Re: Parquet file reading performance

Wes McKinney Mon, 30 Sep 2019 08:22:06 -0700

On Sat, Sep 28, 2019 at 3:16 PM Maarten Ballintijn <maart...@xs4all.nl> wrote:
>
> Hi Joris,
>
> Thanks for your detailed analysis!
>
> We can leave the impact of the large DateTimeIndex on the performance for 
> another time.
> (Notes: my laptop has sufficient memory to support it, no error is thrown, the
> resulting DateTimeIndex from the expression is identical to your version or 
> the other version
> in the test. The large DateTimeIndex is released long before the tests 
> happen, yet it has a
> massive impact?? It feels like something is broken)
>
>
> Thanks for clearly demonstrating that the main the issue is with to_pandas()
> That’s very unexpected, in the ’ns’ case I would expect no overhead.
> And even with the ‘us’ case it's only two vector compares and a factor 
> multiply, no?
> Also, Timestamps are quite ubiquitous :-)
>
>
> This leaves me with the following questions:
>
> - Who should I talk to to get this resolved in Pandas?
>
> - Where do I find out more about Parquet v2? And more generally is there an 
> RFC (or similar)
> document that defines the Parquet file format and API?


The one practical barrier to using Parquet V2 endogenously in Python
is resolving PARQUET-458, i.e. implementing the V2 data page encoding
correctly.

If you write V2 files, you may or may not be able to read them
everywhere. So if you are striving for compatibility across many
processing frameworks I would recommend sticking with V1.

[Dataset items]
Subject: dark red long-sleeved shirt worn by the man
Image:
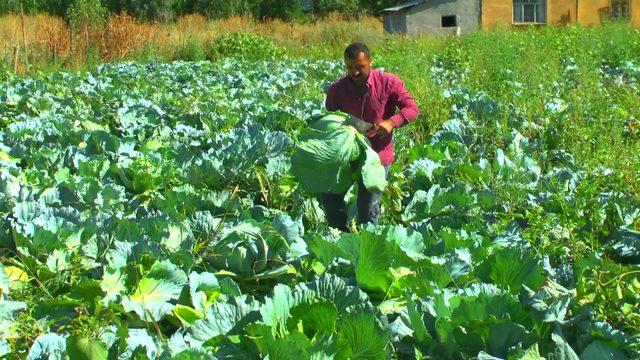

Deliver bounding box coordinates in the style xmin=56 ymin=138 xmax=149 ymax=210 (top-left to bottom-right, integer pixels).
xmin=325 ymin=69 xmax=420 ymax=165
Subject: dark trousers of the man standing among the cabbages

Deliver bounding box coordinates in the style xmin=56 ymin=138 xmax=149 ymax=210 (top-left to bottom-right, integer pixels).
xmin=320 ymin=166 xmax=389 ymax=232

▶ **Task brief**
Carry on with the mailing-list reply about Parquet file reading performance from the point where it stops.

▶ **Response box**
For other questions I direct you to d...@parquet.apache.org

> - Do you think it would be possible to take the DateTime column out of Arrow 
> into numpy
> and transform it the to make it more amenable to Pandas? and possibly even 
> for the value columns?
>
> Thanks again and have a great weekend!
> Maarten.
>
>
>
>
> > On Sep 25, 2019, at 11:57 AM, Joris Van den Bossche 
> > <jorisvandenboss...@gmail.com> wrote:
> >
> > From looking a little bit further into this, it seems that it is mainly
> > pandas who is slower in creating a Series from an array of datetime64
> > compared from an array of ints.
> > And especially if it is not nanosecond resolution:
> >
> > In [29]: a_int = pa.array(np.arange(100000))
> >
> > In [30]: %timeit a_int.to_pandas()
> > 56.7 µs ± 299 ns per loop (mean ± std. dev. of 7 runs, 10000 loops each)
> >
> > In [31]: a_datetime = pa.array(pd.date_range("2012", periods=100000,
> > freq='S'))
> >
> > In [32]: %timeit a_datetime.to_pandas()
> > 1.94 ms ± 17.3 µs per loop (mean ± std. dev. of 7 runs, 1000 loops each)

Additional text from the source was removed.